===== EXCERPTED PASSAGE =====

The very mention of the term miniature paintings makes us conjure visions of erstwhile royals in courtroom and hunting scenes, love scenes of Radha and Krishna from ‘Gita Govinda’ and ‘Rasamanjari’ and so on. Seldom do we picturise a miniature painting consisting of just a single bird or an animal, which are almost like a zoological study of these creatures executed for the sake of visually recording them in the absence of photographic equipment. Yet this is what many of the talented artists of the atelier of Akbar, Jehangir and to some extent of Shah Jahan also continued to execute as a specialty.
Miniature painting traditions existed in India from quite early times even before the advent of Mughal miniature paintings, in the form of illustrations for Buddhists and Jain manuscripts. These were earlier executed in palm leaf and later on in Paper. The Mughals who invaded India brought with them the rich tradition of manuscript painting of Persia which when combined with the Indian manuscript tradition provided the impetus for the Mughal miniature painting to flourish. Babur’s son Humayun was expelled from Hindustan and spent some years in Tabriz in Persia at the court of his cousin, where he came into contact with the work of a royal studio. Upon his return, he carried with him two master artists, Mir Sayyid Ali and Abdal Samad from Persia. Humayun died soon after and he was succeeded by Akbar in 1556. Akbar who had a great liking for art and painting wished to have the story of the legendary hero ‘Hamza’ painted and illustrated. This resulted in the creation of an Atelier of 30 artists by Akbar. The two Persian masters gave training to the artists . The folio of ‘Hamzanama’ created at this Atelier was published in AD 1567. Once the purpose was fulfilled, the atelier was disbanded. While Akbar, with an eye for the best, retained some of the finest of them, the rest dispersed to various Rajput and Mughal Kingdoms in the Deccan and founded what is now known as ‘Popular Mughal School’.

===== GIVEN RECORDS =====

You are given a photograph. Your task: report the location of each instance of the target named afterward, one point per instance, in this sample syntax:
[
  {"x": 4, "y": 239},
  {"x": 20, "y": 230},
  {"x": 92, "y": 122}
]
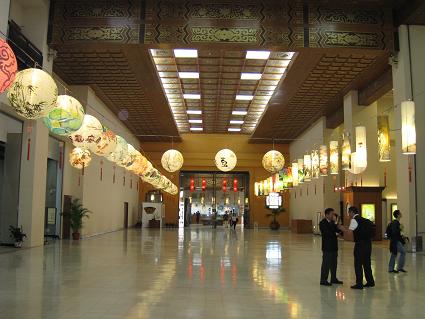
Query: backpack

=====

EXERCISE GOAL
According to the passage on Mughal miniature painting, which two master artists did Humayun bring with him from Persia? Please answer from the Mughal miniature painting passage alone.

WRITTEN RESPONSE
Mir Sayyid Ali and Abdal Samad.